### Data lines
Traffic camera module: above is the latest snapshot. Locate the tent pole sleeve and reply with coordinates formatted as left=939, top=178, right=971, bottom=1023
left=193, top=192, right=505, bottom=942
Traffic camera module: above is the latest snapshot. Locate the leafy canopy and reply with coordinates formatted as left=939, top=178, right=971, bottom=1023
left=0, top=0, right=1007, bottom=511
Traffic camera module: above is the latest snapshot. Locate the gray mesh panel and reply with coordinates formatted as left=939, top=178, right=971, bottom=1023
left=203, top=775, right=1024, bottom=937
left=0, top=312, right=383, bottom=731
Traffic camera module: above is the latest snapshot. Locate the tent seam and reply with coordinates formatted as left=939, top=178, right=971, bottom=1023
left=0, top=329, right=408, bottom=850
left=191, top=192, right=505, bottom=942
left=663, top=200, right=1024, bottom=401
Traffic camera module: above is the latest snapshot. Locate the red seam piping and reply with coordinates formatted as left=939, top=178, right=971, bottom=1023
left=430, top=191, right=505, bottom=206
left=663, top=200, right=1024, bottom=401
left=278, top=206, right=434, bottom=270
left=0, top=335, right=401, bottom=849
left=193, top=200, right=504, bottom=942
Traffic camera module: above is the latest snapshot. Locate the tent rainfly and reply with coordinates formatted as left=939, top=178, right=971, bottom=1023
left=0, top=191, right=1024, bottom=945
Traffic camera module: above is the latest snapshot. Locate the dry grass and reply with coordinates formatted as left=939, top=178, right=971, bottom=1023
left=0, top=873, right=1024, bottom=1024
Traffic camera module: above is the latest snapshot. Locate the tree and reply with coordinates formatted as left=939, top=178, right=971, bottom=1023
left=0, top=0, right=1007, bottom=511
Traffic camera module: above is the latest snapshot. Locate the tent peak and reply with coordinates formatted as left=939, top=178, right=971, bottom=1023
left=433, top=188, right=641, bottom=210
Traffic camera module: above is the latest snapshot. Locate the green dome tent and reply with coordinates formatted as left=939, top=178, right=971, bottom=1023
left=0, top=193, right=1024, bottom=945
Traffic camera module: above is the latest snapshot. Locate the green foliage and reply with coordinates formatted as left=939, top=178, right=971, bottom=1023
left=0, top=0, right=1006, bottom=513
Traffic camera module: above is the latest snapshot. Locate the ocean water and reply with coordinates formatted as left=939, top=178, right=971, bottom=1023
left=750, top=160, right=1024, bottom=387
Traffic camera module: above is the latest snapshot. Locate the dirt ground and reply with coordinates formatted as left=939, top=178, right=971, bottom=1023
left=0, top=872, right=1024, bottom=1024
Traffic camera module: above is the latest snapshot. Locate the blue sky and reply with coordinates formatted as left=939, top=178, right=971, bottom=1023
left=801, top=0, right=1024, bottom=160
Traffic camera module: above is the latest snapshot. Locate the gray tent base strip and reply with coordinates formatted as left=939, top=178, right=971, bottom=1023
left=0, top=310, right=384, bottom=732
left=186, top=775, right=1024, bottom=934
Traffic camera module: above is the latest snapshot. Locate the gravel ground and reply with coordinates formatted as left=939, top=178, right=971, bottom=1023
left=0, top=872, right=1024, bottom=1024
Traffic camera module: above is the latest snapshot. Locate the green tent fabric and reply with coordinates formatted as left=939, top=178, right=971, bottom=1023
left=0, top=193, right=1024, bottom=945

### Do this
Revise the records above by changing every "latest snapshot" to "current frame", and keep everything else the same.

### Result below
Traffic camera module: above is the current frame. Locate the tent pole sleeve and reply with coordinates formatted as left=939, top=178, right=971, bottom=1023
left=193, top=192, right=505, bottom=942
Traffic camera module: above is the current frame. Locate the leafy canopy and reply with coordinates formatted as left=939, top=178, right=971, bottom=1023
left=0, top=0, right=1007, bottom=511
Traffic camera module: above is the current frame. Locate the gray mesh panel and reply with coordinates formatted as left=939, top=178, right=971, bottom=1023
left=203, top=775, right=1024, bottom=937
left=0, top=312, right=383, bottom=731
Traffic camera module: above is the current frame. Locate the tent seam and reply with coordinates formatted as left=939, top=178, right=971, bottom=1023
left=0, top=329, right=408, bottom=850
left=191, top=192, right=505, bottom=942
left=663, top=200, right=1024, bottom=401
Traffic camera module: above is the current frame. Locate the red seam piping and reply with coordinates formatted as left=939, top=178, right=971, bottom=1023
left=430, top=191, right=505, bottom=206
left=663, top=200, right=1024, bottom=401
left=278, top=206, right=434, bottom=270
left=0, top=335, right=401, bottom=849
left=193, top=200, right=504, bottom=942
Traffic camera module: above is the current frame. Locate the tent rainfly and reply with coordinates formatted as left=939, top=178, right=971, bottom=1023
left=0, top=191, right=1024, bottom=945
Traffic camera module: above is the current frame. Locate the dry grass and reply with coordinates formatted as left=939, top=178, right=971, bottom=1023
left=0, top=873, right=1024, bottom=1024
Traffic camera module: above is the current frame. Locate the tree and reply with coordinates formatted as left=939, top=178, right=971, bottom=1023
left=0, top=0, right=1007, bottom=511
Traffic camera module: above is the current frame. Locate the tent peak and reply with coordinates formatted as left=939, top=178, right=971, bottom=1023
left=433, top=188, right=641, bottom=210
Traffic camera module: above is the current frame. Locate the green dome tent and reply with coordinates formatted as left=939, top=178, right=971, bottom=1023
left=0, top=193, right=1024, bottom=945
Traffic camera module: above is the current frame. Locate the green foliage and reply with coordinates formatted as left=939, top=178, right=971, bottom=1023
left=0, top=0, right=1006, bottom=513
Traffic camera module: above is the current frame. Locate the ocean water and reply with coordinates formatted as left=939, top=178, right=971, bottom=1023
left=750, top=160, right=1024, bottom=387
Traffic camera module: above is the current frame. Locate the dirt ground and reply with coordinates formatted as left=939, top=178, right=971, bottom=1023
left=0, top=872, right=1024, bottom=1024
Traffic camera module: above is the current frame. Locate the blue sky and reply with coordinates formatted as left=939, top=178, right=971, bottom=1023
left=801, top=0, right=1024, bottom=160
Traffic camera module: above is the current frame. Locate the gray tent base strip and reply with coordinates formatted as left=939, top=178, right=971, bottom=1023
left=0, top=310, right=384, bottom=732
left=186, top=775, right=1024, bottom=934
Traffic camera module: above is the current frame. Locate the gravel ground and reply with coordinates formatted as left=939, top=178, right=971, bottom=1023
left=0, top=872, right=1024, bottom=1024
Traffic camera module: above is the current frame. Locate the green tent fabric and reply with coordinates formatted as left=939, top=178, right=971, bottom=1023
left=0, top=193, right=1024, bottom=945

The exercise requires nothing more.